Documento
- - - -
2.- La censura risulta manifestamente infondata, giacché muove dal presupposto – smentito dalla Corte di merito con un giudizio di fatto – che i vizi fossero immediatamente riconoscibili.
In particolare, a tale riguardo, la Corte di merito, oltre ad aver chiarito che la presenza di un quantitativo di NPEO superiore al limite consentito dalla normativa comunitaria assumeva i connotati di un vizio occulto, per lo più attinente ad un materiale lavorato, e quindi non immediatamente apprezzabile dall’acquirente , ha escluso altresì che potesse essere rimproverata alla RAGIONE_SOCIALE la mancata esecuzione di accertamenti di laboratorio sul TNT fornitole, non potendosi ravvisarsi, a suo carico, un onere di indagine così esteso da includere l’espletamento di esami chimici ad opera di specialisti. Infine, la Corte distrettuale ha precisato come dovesse essere tenuto in considerazione anche l’affidamento , legittimamente riposto dalla RAGIONE_SOCIALE in ordine alla conformità del prodotto acquistato rispetto alla normativa comunitaria, posto che quest’ultima, all’epoca dei fatti , risultava vigente già da un decennio.
In tal senso, dunque, la pronuncia della Corte di merito risulta in linea con il consolidato orientamento di questa Corte regolatrice, secondo cui « In materia di garanzia per i vizi della cosa venduta, il termine di decadenza di otto giorni dalla scoperta del vizio occulto, di cui all’art. 1495 c.c., decorre dal momento in cui il compratore ne ha acquisito certezza obiettiva e completa, sicché, ove la scoperta del vizio avvenga gradatamente ed in tempi diversi e successivi, in modo da riverberarsi sulla consapevolezza della sua entità, occorre far riferimento al momento in cui detta scoperta si sia completata. » (Cass. civ., Sez. 6-2, ordinanza n. 40814 del 20 dicembre 2021, Rv. 663453-01).
Del resto, questa Corte ha più volte affermato che « Le espressioni violazione o falsa applicazione di legge, di cui all’art. 360, comma 1, n. 3
c.p.c., descrivono i due momenti in cui si articola il giudizio di diritto: a) quello concernente la ricerca e l’interpretazione della norma ritenuta regolatrice del caso concreto; b) quello afferente l’applicazione della norma stessa una volta correttamente individuata ed interpretata. Il vizio di violazione di legge investe immediatamente la regola di diritto, risolvendosi nella negazione o affermazione erronea della esistenza o inesistenza di una norma, ovvero nell’attribuzione ad essa di un contenuto che non possiede, avuto riguardo alla fattispecie in essa delineata; il vizio di falsa applicazione di legge consiste, o nell’assumere la fattispecie concreta giudicata sotto una norma che non le si addice, perché la fattispecie astratta da essa prevista – pur rettamente individuata e interpretata – non è idonea a regolarla, o nel trarre dalla norma, in relazione alla fattispecie concreta, conseguenze giuridiche che contraddicano la pur corretta sua interpretazione. Non rientra nell’ambito applicativo dell’art. 360, comma 1, n. 3, l’allegazione di un’erronea ricognizione della fattispecie concreta a mezzo delle risultanze di causa che è, invece, esterna all’esatta interpretazione della norma e inerisce alla tipica valutazione del giudice di merito, sottratta perciò al sindacato di legittimità. » (Cass., Sez. 1, ordinanza n. 640 del 14 gennaio 2019, Rv. 652398-01; conf. Cass., Sez. 3, sentenza n. 7187 del 4 marzo 2022, Rv. 664394-01).
- - - -
Righe estratte
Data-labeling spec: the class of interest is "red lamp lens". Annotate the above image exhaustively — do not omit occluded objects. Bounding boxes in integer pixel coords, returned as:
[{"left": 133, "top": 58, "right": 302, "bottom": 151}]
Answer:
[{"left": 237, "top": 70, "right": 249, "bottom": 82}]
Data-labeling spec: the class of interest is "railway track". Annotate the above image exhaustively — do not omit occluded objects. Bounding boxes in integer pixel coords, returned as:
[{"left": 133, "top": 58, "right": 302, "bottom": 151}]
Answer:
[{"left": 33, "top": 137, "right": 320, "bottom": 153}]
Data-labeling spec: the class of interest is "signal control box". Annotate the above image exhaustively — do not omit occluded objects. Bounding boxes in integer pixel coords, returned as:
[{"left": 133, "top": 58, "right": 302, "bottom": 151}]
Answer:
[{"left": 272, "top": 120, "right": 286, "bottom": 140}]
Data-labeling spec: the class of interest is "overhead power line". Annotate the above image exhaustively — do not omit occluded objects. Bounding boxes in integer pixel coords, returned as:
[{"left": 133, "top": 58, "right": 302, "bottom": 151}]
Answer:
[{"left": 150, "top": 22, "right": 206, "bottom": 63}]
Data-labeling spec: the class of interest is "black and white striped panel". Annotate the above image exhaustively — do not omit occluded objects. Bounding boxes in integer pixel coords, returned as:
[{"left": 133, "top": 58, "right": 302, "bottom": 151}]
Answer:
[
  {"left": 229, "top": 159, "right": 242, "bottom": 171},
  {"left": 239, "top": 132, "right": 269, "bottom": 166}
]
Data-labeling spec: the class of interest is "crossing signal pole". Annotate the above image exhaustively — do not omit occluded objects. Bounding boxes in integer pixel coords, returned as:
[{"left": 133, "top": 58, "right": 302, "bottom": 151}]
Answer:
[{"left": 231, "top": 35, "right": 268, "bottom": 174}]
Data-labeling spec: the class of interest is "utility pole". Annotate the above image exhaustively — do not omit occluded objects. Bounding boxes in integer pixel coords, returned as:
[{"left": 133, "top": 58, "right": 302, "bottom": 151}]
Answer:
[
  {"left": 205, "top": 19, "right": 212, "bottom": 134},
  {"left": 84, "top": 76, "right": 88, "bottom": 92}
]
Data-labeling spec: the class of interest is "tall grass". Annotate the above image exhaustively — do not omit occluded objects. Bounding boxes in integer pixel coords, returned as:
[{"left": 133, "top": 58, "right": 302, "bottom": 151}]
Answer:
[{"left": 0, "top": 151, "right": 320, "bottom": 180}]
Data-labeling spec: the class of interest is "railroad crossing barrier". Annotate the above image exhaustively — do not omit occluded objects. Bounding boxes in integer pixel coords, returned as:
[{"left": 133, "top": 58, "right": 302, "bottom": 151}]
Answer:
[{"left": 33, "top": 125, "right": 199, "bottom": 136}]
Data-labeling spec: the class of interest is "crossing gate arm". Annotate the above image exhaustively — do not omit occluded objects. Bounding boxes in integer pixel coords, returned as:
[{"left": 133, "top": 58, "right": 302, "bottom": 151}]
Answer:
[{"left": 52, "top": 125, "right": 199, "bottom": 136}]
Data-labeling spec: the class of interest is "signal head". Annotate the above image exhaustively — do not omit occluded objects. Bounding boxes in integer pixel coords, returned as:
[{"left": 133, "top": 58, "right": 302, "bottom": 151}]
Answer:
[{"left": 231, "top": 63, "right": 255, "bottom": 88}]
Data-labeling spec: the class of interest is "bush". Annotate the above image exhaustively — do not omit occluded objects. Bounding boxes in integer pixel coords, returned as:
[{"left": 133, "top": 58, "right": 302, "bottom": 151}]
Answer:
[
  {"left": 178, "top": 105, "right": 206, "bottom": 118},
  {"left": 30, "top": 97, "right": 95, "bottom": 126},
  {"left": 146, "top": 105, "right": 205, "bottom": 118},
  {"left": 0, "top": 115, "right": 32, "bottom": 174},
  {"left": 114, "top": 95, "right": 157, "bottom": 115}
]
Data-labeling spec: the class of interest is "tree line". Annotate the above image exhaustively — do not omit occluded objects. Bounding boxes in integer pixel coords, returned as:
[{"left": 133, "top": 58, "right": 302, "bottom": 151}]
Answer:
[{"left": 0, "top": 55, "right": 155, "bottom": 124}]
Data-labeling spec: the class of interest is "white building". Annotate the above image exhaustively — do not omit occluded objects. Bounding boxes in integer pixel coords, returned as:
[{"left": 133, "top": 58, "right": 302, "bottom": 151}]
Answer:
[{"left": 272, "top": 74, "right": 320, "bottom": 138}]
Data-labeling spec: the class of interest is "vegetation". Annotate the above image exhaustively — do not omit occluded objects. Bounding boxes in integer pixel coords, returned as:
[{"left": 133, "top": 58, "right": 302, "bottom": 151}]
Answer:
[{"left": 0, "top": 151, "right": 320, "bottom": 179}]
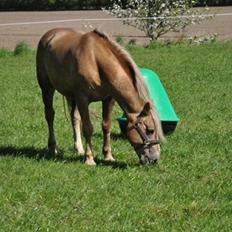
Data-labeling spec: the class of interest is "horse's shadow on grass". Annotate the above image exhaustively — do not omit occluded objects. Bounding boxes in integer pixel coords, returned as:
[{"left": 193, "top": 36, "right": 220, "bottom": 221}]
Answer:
[{"left": 0, "top": 146, "right": 128, "bottom": 169}]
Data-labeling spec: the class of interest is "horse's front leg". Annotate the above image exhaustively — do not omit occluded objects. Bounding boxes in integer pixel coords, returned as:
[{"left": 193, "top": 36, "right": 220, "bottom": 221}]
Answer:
[
  {"left": 102, "top": 97, "right": 114, "bottom": 161},
  {"left": 77, "top": 99, "right": 96, "bottom": 166}
]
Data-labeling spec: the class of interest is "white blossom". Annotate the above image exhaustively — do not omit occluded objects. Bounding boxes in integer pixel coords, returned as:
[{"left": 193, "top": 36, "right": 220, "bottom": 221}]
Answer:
[{"left": 107, "top": 0, "right": 209, "bottom": 40}]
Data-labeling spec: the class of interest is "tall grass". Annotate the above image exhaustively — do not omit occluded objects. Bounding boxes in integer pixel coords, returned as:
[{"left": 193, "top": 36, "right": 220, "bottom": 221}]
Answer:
[{"left": 0, "top": 43, "right": 232, "bottom": 232}]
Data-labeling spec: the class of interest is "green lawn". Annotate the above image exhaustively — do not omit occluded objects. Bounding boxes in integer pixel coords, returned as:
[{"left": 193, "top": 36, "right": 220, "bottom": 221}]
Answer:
[{"left": 0, "top": 42, "right": 232, "bottom": 232}]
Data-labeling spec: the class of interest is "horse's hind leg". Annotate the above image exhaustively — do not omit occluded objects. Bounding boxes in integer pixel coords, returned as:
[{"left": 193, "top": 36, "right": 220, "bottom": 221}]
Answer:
[
  {"left": 67, "top": 98, "right": 84, "bottom": 154},
  {"left": 77, "top": 98, "right": 96, "bottom": 165},
  {"left": 41, "top": 86, "right": 58, "bottom": 155},
  {"left": 102, "top": 98, "right": 114, "bottom": 161}
]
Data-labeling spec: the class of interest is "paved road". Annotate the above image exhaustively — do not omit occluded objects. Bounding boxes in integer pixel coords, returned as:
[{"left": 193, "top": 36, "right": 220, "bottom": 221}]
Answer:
[{"left": 0, "top": 7, "right": 232, "bottom": 49}]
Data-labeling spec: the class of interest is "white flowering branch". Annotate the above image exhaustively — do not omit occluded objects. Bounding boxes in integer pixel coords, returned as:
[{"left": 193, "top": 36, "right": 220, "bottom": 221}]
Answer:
[{"left": 106, "top": 0, "right": 212, "bottom": 40}]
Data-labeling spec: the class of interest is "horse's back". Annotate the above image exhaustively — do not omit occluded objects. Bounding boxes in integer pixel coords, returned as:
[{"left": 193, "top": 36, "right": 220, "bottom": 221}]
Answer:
[{"left": 37, "top": 28, "right": 85, "bottom": 95}]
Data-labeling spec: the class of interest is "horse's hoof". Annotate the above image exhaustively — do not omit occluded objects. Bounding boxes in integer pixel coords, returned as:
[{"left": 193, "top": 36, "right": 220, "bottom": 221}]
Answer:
[
  {"left": 85, "top": 158, "right": 96, "bottom": 166},
  {"left": 48, "top": 148, "right": 58, "bottom": 156}
]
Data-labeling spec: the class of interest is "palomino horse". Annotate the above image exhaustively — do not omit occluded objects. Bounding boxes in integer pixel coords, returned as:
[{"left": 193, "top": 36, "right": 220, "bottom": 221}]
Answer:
[{"left": 36, "top": 28, "right": 163, "bottom": 165}]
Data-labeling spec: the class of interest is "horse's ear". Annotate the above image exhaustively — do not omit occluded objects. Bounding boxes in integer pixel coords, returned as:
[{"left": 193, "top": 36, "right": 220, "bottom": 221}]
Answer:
[{"left": 140, "top": 102, "right": 151, "bottom": 117}]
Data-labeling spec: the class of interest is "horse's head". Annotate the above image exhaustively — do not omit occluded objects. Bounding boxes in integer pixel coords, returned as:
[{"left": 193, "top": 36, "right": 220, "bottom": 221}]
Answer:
[{"left": 126, "top": 102, "right": 160, "bottom": 164}]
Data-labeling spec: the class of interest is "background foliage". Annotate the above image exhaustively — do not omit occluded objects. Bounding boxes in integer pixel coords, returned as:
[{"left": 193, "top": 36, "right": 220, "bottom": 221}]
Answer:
[{"left": 0, "top": 0, "right": 232, "bottom": 10}]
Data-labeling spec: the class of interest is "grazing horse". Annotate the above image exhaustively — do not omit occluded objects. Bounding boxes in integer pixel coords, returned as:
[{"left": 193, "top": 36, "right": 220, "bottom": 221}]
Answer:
[{"left": 36, "top": 28, "right": 163, "bottom": 165}]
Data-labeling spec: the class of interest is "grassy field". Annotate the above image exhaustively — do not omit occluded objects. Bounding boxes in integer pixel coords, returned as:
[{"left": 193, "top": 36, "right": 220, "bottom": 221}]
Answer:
[{"left": 0, "top": 43, "right": 232, "bottom": 232}]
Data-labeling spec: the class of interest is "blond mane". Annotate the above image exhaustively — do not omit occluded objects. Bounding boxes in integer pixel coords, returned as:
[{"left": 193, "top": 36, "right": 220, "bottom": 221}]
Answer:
[{"left": 93, "top": 29, "right": 164, "bottom": 140}]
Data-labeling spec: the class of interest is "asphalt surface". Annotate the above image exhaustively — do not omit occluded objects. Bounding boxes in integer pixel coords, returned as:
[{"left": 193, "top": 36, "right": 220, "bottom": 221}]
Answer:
[{"left": 0, "top": 7, "right": 232, "bottom": 49}]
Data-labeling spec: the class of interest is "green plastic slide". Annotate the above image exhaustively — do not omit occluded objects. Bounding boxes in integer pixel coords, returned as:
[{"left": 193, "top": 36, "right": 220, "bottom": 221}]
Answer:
[{"left": 118, "top": 68, "right": 179, "bottom": 134}]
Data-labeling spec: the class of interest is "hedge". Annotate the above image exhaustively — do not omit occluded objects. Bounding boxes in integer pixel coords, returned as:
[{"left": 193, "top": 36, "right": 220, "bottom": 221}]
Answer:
- - - -
Cosa si chiede
1) Nel documento sui vizi della cosa venduta, da quanto tempo risultava vigente la normativa comunitaria all'epoca dei fatti?
2) Dal documento sui vizi della cosa venduta, ritrascrivi il passo che si apre con le parole "In tal senso, dunque, la" e si chiude con "2021, Rv. 663453-01).", scambiando "otto giorni" con "dieci giorni".
3) Per favore, prosegui il documento sui vizi della cosa venduta a partire dal punto in cui si interrompe.

Risultati attesi
1) Da un decennio.

2)
In tal senso, dunque, la pronuncia della Corte di merito risulta in linea con il consolidato orientamento di questa Corte regolatrice, secondo cui « In materia di garanzia per i vizi della cosa venduta, il termine di decadenza di dieci giorni dalla scoperta del vizio occulto, di cui all’art. 1495 c.c., decorre dal momento in cui il compratore ne ha acquisito certezza obiettiva e completa, sicché, ove la scoperta del vizio avvenga gradatamente ed in tempi diversi e successivi, in modo da riverberarsi sulla consapevolezza della sua entità, occorre far riferimento al momento in cui detta scoperta si sia completata. » (Cass. civ., Sez. 6-2, ordinanza n. 40814 del 20 dicembre 2021, Rv. 663453-01).

3)
Orbene, non è chi non veda come il motivo in esame, in quanto si concentra sull’accertamento delle circostanze di fatto valevoli ad integrare gli elementi idonei a ritenere che il termine per la denuncia dei vizi ex art. 1495 c.c. decorresse dal momento in cui questi erano stati scoperti, nel tentativo di confutarli sostenendo che invece tale decorrenza dovesse anticiparsi al momento della consegna della merce, finisce con il risolversi nella prospettazione di una ricostruzione alternativa della vicenda fattuale e, dunque, nella richiesta di una nuova valutazione del compendio istruttorio, notoriamente preclusa in sede di giudizio di legittimità (cfr., al riguardo, Cass., Sez. 5, ordinanza n. 32505 del 22 novembre 2023, Rv. 669412-01, secondo cui « Il ricorrente per cassazione non può rimettere in discussione, contrapponendone uno difforme, l’apprezzamento in fatto dei giudici del merito, tratto dall’analisi degli elementi di valutazione disponibili ed in sé coerente, atteso che l’apprezzamento dei fatti e delle
prove è sottratto al sindacato di legittimità, in quanto, nell’ambito di quest’ultimo, non è conferito il potere di riesaminare e valutare il merito della causa, ma solo quello di controllare, sotto il profilo logico formale e della correttezza giuridica, l’esame e la valutazione del giudice di merito, a cui resta riservato di individuare le fonti del proprio convincimento e, all’uopo, di valutare le prove, controllarne attendibilità e concludenza e scegliere, tra esse, quelle ritenute idonee a dimostrare i fatti in discussione. »).
3.- Con il secondo motivo, la ricorrente denuncia, ai sensi dell’art. 360, comma 1, n. 3), c.p.c., la violazione e/o falsa applicazione degli artt. 2697 e 2729 c.c..
Sostiene, al riguardo, che la Corte di merito sarebbe incorsa in errore nel ritenere provata, per presunzioni connotate da gravità, precisione e concordanza, la coincidenza tra il tessuto fornito e quello di cui la società RAGIONE_SOCIALE si era servita per la realizzazione delle etichette poi vendute alla propria cliente.
E ciò, in quanto la nota di accredito e le fatture non avrebbero alcuna attinenza con la fornitura di materiale che la società odierna controricorrente aveva sostenuto essere viziato. In particolare, le fatture richiamate nella nota di accredito farebbero riferimento ad ordini diversi dalla fornitura eseguita dalla ricorrente società RAGIONE_SOCIALE
4.- La censura risulta inammissibile, ai sensi dell’art. 360 -bis c.p.c., poiché la decisione adottata dalla Corte di merito è conforme alla giurisprudenza di questa Corte regolatrice.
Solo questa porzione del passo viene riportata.